▶ WHAT IS EXPECTED
Could you transcribe the lines below word for word, leaving the pictures out of your copy?

▶ GIVEN DATA
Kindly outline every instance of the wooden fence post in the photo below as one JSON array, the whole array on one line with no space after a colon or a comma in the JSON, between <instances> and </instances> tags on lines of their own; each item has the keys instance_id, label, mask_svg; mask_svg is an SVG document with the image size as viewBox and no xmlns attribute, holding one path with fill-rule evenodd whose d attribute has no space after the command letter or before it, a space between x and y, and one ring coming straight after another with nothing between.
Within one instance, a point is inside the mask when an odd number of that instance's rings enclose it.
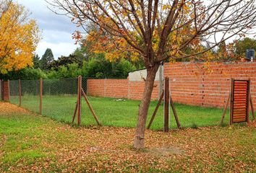
<instances>
[{"instance_id":1,"label":"wooden fence post","mask_svg":"<svg viewBox=\"0 0 256 173\"><path fill-rule=\"evenodd\" d=\"M21 81L19 79L19 106L21 106Z\"/></svg>"},{"instance_id":2,"label":"wooden fence post","mask_svg":"<svg viewBox=\"0 0 256 173\"><path fill-rule=\"evenodd\" d=\"M78 86L77 86L77 125L81 124L81 92L82 92L82 77L78 76Z\"/></svg>"},{"instance_id":3,"label":"wooden fence post","mask_svg":"<svg viewBox=\"0 0 256 173\"><path fill-rule=\"evenodd\" d=\"M230 97L230 112L229 112L229 125L233 124L233 102L234 102L234 79L231 79L231 97Z\"/></svg>"},{"instance_id":4,"label":"wooden fence post","mask_svg":"<svg viewBox=\"0 0 256 173\"><path fill-rule=\"evenodd\" d=\"M252 103L252 95L249 97L249 103L251 105L251 110L252 110L252 120L255 120L255 109L253 108L253 103Z\"/></svg>"},{"instance_id":5,"label":"wooden fence post","mask_svg":"<svg viewBox=\"0 0 256 173\"><path fill-rule=\"evenodd\" d=\"M165 78L164 84L164 117L163 117L163 131L168 132L169 130L169 78Z\"/></svg>"},{"instance_id":6,"label":"wooden fence post","mask_svg":"<svg viewBox=\"0 0 256 173\"><path fill-rule=\"evenodd\" d=\"M43 105L43 79L40 79L40 104L39 104L39 113L42 115L42 105Z\"/></svg>"}]
</instances>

▶ FULL OUTPUT
Kindly outline every instance of the wooden fence post in the photo below as one JSON array, the whole array on one line with no space after a colon or a comma in the JSON, between <instances> and </instances> tags on lines of their own; each item has the keys instance_id, label, mask_svg; mask_svg is an SVG document with the image size as viewBox and no xmlns attribute, holding one path with fill-rule evenodd whose d attribute has no space after the command letter or before it, a space between x and y, and one ring coming straight after another with nothing between.
Within one instance, a point is inside the mask when an odd number of that instance's rings enclose it.
<instances>
[{"instance_id":1,"label":"wooden fence post","mask_svg":"<svg viewBox=\"0 0 256 173\"><path fill-rule=\"evenodd\" d=\"M21 81L19 79L19 106L21 106Z\"/></svg>"},{"instance_id":2,"label":"wooden fence post","mask_svg":"<svg viewBox=\"0 0 256 173\"><path fill-rule=\"evenodd\" d=\"M78 86L77 86L77 125L81 124L81 92L82 92L82 77L78 76Z\"/></svg>"},{"instance_id":3,"label":"wooden fence post","mask_svg":"<svg viewBox=\"0 0 256 173\"><path fill-rule=\"evenodd\" d=\"M230 97L230 112L229 112L229 125L233 124L233 102L234 102L234 79L231 79L231 97Z\"/></svg>"},{"instance_id":4,"label":"wooden fence post","mask_svg":"<svg viewBox=\"0 0 256 173\"><path fill-rule=\"evenodd\" d=\"M252 103L252 95L249 97L249 103L251 105L251 110L252 110L252 120L255 120L255 109L253 108L253 103Z\"/></svg>"},{"instance_id":5,"label":"wooden fence post","mask_svg":"<svg viewBox=\"0 0 256 173\"><path fill-rule=\"evenodd\" d=\"M165 78L164 84L164 117L163 117L163 131L168 132L169 130L169 78Z\"/></svg>"},{"instance_id":6,"label":"wooden fence post","mask_svg":"<svg viewBox=\"0 0 256 173\"><path fill-rule=\"evenodd\" d=\"M43 105L43 79L40 79L40 104L39 104L39 113L42 115L42 105Z\"/></svg>"}]
</instances>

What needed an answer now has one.